Source material start

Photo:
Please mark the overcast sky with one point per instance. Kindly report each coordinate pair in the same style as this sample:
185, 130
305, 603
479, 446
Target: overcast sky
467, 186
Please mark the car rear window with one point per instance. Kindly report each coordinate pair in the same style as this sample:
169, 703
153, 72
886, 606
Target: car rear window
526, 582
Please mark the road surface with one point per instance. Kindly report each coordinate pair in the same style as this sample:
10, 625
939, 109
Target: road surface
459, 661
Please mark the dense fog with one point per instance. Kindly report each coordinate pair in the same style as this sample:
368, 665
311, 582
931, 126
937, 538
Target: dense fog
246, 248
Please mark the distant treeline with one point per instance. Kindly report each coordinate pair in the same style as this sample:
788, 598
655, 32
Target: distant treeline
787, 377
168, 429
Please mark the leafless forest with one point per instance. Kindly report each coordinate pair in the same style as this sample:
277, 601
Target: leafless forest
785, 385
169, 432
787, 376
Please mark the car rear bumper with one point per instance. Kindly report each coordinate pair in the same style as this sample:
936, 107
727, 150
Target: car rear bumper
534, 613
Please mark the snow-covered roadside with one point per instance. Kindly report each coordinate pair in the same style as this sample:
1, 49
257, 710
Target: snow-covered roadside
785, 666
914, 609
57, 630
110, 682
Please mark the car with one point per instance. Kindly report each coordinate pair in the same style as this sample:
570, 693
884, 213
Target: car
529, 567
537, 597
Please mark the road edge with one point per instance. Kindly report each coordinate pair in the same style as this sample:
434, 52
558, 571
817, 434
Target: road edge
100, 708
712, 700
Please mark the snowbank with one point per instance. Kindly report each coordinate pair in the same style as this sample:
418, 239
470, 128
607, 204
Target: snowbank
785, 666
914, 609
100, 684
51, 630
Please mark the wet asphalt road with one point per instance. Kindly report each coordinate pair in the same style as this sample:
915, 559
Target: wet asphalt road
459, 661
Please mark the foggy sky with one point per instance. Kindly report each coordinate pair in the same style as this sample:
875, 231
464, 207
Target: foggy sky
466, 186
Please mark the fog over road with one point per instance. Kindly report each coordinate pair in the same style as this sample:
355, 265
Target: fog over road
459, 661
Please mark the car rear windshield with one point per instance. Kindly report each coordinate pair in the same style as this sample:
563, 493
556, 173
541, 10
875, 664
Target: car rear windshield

Source material end

» Written instruction
Can you copy every record above word for word, from the first line to the last?

» Final result
Photo:
Please mark the overcast sky with one point per instance. Kindly report each coordinate pair in the same style as this sample:
185, 130
305, 603
479, 446
Target: overcast sky
467, 186
Please mark the car rear window with one point per instance. Kindly report each coordinate pair in the same style as this sample:
169, 703
153, 72
886, 606
Target: car rear window
526, 582
Please mark the road surface with one point per instance. Kindly report each coordinate pair in the same style as this sample:
10, 625
939, 109
Target: road surface
459, 661
Please mark the dense fog with one point per instance. Kindly report each coordinate pair in the same style as this sample:
368, 665
311, 582
931, 126
937, 538
Target: dense fog
246, 248
Please mark the distant treeline with one point per instance. Kindly report each coordinate pair in the same style as this sample:
788, 598
655, 32
Target: distant treeline
787, 377
168, 429
Please mark the leafless forest with one point per instance. Kindly report each coordinate pair in the same style as this sample:
277, 601
Target: leafless forest
785, 385
169, 432
787, 376
Please mark the car rear bumper with one point per instance. Kindly report each coordinate pair in the same style as this sample:
936, 107
727, 150
Target: car rear bumper
534, 613
Please mark the snow-covered roadside with one point per instance. Kindly report each coordinate pair in the same style as this sample:
1, 49
257, 710
Target: snow-covered roadside
785, 666
914, 609
57, 630
110, 682
Please mark the car with one point per instance. Kindly report each coordinate pair in the same style as this sample:
570, 693
884, 213
Target: car
529, 567
537, 597
Please mark the road edge with one point per instance. Kindly report each coordinate pair in the same style as this sample:
434, 52
558, 571
817, 434
Target: road edge
100, 708
712, 700
Please mark the snowbank with one point per instance. Kindly report each coordinate pair in the same style as this sample:
418, 239
470, 128
607, 204
Target: snowbank
785, 666
914, 609
100, 684
51, 630
Please mark the wet asphalt road with one point per instance. Kindly report each coordinate pair in the same style as this sample:
915, 559
Target: wet asphalt road
459, 661
Please mark the foggy sky with one point per instance. Kindly report each coordinate pair in the same style as this sample:
875, 231
464, 207
Target: foggy sky
466, 186
Please mark the fog over road with one point per instance. Kindly report each coordinate pair in the same style as this sample:
355, 265
Target: fog over road
459, 661
Please mark the car rear windshield with one point per instance. Kindly report each coordinate pair in the same style as this sample:
563, 493
556, 173
541, 10
875, 664
Target: car rear windshield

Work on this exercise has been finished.